(Rows from a dataset)
────
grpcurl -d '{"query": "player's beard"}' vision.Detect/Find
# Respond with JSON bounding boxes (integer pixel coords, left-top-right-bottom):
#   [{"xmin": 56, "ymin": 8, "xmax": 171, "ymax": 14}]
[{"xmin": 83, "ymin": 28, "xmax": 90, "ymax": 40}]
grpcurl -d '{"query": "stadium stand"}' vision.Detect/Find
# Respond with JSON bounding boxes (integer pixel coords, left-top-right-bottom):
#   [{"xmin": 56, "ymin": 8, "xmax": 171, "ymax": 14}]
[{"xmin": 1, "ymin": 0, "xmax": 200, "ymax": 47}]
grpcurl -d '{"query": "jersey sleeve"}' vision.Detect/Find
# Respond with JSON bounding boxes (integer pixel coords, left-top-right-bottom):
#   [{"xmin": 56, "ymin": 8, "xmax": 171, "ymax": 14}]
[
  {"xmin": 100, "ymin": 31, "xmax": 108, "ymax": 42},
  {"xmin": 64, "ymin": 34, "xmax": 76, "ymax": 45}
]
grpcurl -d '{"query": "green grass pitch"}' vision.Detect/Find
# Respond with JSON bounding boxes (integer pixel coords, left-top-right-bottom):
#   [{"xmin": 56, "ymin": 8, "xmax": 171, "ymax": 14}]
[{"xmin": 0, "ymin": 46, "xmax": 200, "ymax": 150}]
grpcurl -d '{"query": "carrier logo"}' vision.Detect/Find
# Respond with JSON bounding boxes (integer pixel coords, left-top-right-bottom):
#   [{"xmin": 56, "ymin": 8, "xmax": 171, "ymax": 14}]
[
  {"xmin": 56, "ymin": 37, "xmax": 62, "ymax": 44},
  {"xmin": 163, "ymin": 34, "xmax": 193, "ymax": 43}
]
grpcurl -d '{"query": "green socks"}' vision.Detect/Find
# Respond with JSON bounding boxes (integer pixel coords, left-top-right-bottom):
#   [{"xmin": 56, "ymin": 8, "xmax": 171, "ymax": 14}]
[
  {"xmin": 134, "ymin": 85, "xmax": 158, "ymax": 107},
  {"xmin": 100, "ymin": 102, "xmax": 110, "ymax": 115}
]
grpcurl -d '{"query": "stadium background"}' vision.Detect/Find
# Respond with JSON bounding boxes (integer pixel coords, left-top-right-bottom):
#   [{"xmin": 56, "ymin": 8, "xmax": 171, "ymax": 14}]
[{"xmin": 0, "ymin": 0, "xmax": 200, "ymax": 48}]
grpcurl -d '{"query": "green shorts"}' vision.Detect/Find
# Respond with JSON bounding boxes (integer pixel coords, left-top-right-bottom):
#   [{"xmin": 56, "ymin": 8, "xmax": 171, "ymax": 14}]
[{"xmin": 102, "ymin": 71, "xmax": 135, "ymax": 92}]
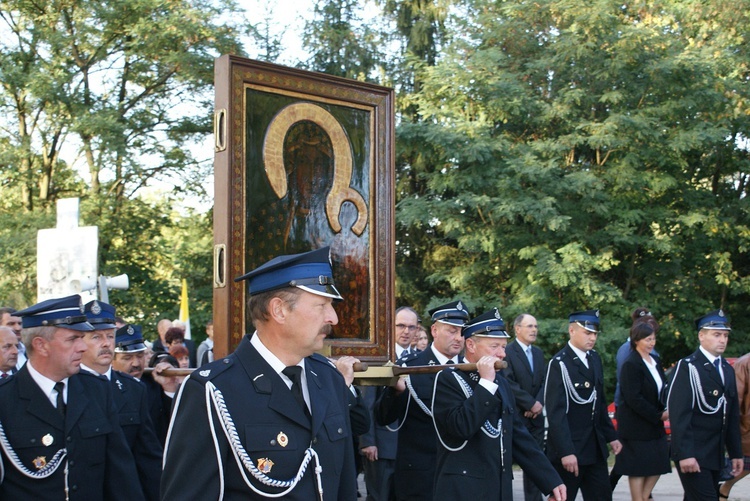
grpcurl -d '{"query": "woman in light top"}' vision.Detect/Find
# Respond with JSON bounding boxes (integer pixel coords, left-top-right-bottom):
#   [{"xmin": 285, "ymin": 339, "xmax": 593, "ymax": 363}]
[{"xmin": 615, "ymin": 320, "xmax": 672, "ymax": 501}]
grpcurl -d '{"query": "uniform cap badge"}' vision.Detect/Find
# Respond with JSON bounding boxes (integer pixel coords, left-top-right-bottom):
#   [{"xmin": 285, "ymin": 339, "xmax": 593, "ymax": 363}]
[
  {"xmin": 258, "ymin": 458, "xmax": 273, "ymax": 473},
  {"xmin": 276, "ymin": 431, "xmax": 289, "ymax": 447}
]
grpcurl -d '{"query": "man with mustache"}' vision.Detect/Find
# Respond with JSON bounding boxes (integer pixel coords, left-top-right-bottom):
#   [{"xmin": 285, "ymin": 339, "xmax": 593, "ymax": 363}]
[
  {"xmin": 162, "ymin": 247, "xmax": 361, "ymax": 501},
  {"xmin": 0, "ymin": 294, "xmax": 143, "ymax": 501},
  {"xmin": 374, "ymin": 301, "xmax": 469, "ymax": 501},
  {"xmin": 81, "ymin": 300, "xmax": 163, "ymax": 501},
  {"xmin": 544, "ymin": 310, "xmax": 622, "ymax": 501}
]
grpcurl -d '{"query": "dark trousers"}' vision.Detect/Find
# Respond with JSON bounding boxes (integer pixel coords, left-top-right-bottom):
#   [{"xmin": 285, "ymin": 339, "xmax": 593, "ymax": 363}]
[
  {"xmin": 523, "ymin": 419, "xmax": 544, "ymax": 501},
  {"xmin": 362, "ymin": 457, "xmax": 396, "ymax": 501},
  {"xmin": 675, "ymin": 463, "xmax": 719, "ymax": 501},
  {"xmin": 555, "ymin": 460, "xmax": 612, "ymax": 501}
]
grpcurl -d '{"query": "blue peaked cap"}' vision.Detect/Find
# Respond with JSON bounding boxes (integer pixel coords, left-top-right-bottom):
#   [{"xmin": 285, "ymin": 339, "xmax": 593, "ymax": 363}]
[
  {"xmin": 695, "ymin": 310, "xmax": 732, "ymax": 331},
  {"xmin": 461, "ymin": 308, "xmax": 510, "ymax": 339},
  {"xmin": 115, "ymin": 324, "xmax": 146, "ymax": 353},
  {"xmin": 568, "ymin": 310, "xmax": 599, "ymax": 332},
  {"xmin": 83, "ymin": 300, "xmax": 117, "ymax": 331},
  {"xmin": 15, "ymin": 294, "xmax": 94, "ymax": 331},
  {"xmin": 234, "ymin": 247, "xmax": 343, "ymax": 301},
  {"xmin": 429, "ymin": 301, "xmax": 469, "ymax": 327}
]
────
**TASK STATEMENT:** Retype all the records shown above, character for character. Omit every picture.

**SOLUTION TO THIS TASK:**
grpcurl -d '{"query": "player's beard"}' vision.Detect/Find
# Respond with JSON bounding boxes (integer pixel coords, left-top-right-bottom):
#   [{"xmin": 56, "ymin": 8, "xmax": 171, "ymax": 14}]
[{"xmin": 83, "ymin": 28, "xmax": 90, "ymax": 40}]
grpcurl -d '{"query": "stadium stand"}' vision.Detect/Find
# Respond with JSON bounding boxes (integer pixel coords, left-top-right-bottom):
#   [{"xmin": 56, "ymin": 8, "xmax": 171, "ymax": 14}]
[{"xmin": 1, "ymin": 0, "xmax": 200, "ymax": 47}]
grpcurl -d '{"query": "jersey sleeve"}' vision.Detect/Find
# Respond with JSON bounding boxes (integer pixel coords, left-top-right-bottom):
#   [{"xmin": 56, "ymin": 8, "xmax": 171, "ymax": 14}]
[
  {"xmin": 100, "ymin": 31, "xmax": 108, "ymax": 42},
  {"xmin": 64, "ymin": 34, "xmax": 76, "ymax": 45}
]
grpcurl -d '{"query": "green grass pitch"}' vision.Detect/Find
# Respond with JSON bounding boxes (integer pixel coords, left-top-right-bottom):
#   [{"xmin": 56, "ymin": 8, "xmax": 171, "ymax": 14}]
[{"xmin": 0, "ymin": 46, "xmax": 200, "ymax": 150}]
grpcurl -d '{"query": "carrier logo"}' vision.Detect/Find
# Respond with JSON bounding boxes (integer pixel coords, left-top-right-bottom):
#   [{"xmin": 56, "ymin": 8, "xmax": 171, "ymax": 14}]
[
  {"xmin": 56, "ymin": 37, "xmax": 62, "ymax": 44},
  {"xmin": 163, "ymin": 34, "xmax": 193, "ymax": 43}
]
grpcurl -d '{"query": "green socks"}' vision.Detect/Find
# Respond with JSON bounding boxes (integer pixel coords, left-top-right-bottom):
#   [{"xmin": 56, "ymin": 8, "xmax": 171, "ymax": 14}]
[
  {"xmin": 134, "ymin": 85, "xmax": 158, "ymax": 107},
  {"xmin": 100, "ymin": 102, "xmax": 110, "ymax": 115}
]
grpcurl -d '{"query": "stadium background"}' vision.Detect/Find
# Respond with JSON bounding boxes (integer pixel coords, left-top-right-bottom):
#   [{"xmin": 56, "ymin": 8, "xmax": 171, "ymax": 14}]
[{"xmin": 0, "ymin": 0, "xmax": 200, "ymax": 48}]
grpcurl -d '{"query": "green shorts"}' vision.Detect/Find
# Respond with JSON bounding boxes (integer pixel coords, left-top-right-bottom):
#   [{"xmin": 56, "ymin": 8, "xmax": 171, "ymax": 14}]
[{"xmin": 102, "ymin": 71, "xmax": 135, "ymax": 92}]
grpcurl -d '{"query": "woman in light top"}' vision.Detect/Find
# Respond with JSON bounding boxes (integer pixel coords, left-top-right-bottom):
#   [{"xmin": 285, "ymin": 339, "xmax": 593, "ymax": 363}]
[{"xmin": 615, "ymin": 320, "xmax": 672, "ymax": 501}]
grpcurl -d '{"query": "uniform cap badge"}' vision.Detect/Find
# Respond with JSON bounding boxes (integer pixel coords, left-top-right-bottom):
#   [{"xmin": 285, "ymin": 339, "xmax": 593, "ymax": 363}]
[
  {"xmin": 258, "ymin": 458, "xmax": 273, "ymax": 473},
  {"xmin": 276, "ymin": 431, "xmax": 289, "ymax": 447}
]
grpcurl -d '{"query": "man with mustache"}' vision.Detect/Find
# Respond with JSON bounding boxes (integer pixel coords, left-top-right-bottom):
#   [{"xmin": 285, "ymin": 339, "xmax": 593, "ymax": 363}]
[
  {"xmin": 162, "ymin": 247, "xmax": 361, "ymax": 501},
  {"xmin": 0, "ymin": 294, "xmax": 143, "ymax": 501},
  {"xmin": 374, "ymin": 301, "xmax": 469, "ymax": 501},
  {"xmin": 81, "ymin": 300, "xmax": 163, "ymax": 501},
  {"xmin": 544, "ymin": 310, "xmax": 622, "ymax": 501}
]
grpcurl -d '{"query": "dark trousers"}' vision.Detect/Find
# Respond with JSON bounding boxes (integer pixel coords, left-top-right-bottom):
#   [{"xmin": 285, "ymin": 339, "xmax": 593, "ymax": 363}]
[
  {"xmin": 523, "ymin": 419, "xmax": 544, "ymax": 501},
  {"xmin": 362, "ymin": 457, "xmax": 396, "ymax": 501},
  {"xmin": 675, "ymin": 463, "xmax": 719, "ymax": 501},
  {"xmin": 555, "ymin": 460, "xmax": 612, "ymax": 501}
]
grpcurl -d '{"query": "blue peaked cap"}' vision.Detect/Find
# Respond with JSON bounding boxes (integer pixel coords, left-top-right-bottom):
#   [{"xmin": 285, "ymin": 339, "xmax": 593, "ymax": 363}]
[
  {"xmin": 695, "ymin": 310, "xmax": 732, "ymax": 331},
  {"xmin": 461, "ymin": 308, "xmax": 510, "ymax": 339},
  {"xmin": 115, "ymin": 324, "xmax": 146, "ymax": 353},
  {"xmin": 568, "ymin": 310, "xmax": 599, "ymax": 332},
  {"xmin": 83, "ymin": 300, "xmax": 117, "ymax": 331},
  {"xmin": 15, "ymin": 294, "xmax": 94, "ymax": 331},
  {"xmin": 234, "ymin": 247, "xmax": 343, "ymax": 301},
  {"xmin": 429, "ymin": 301, "xmax": 469, "ymax": 327}
]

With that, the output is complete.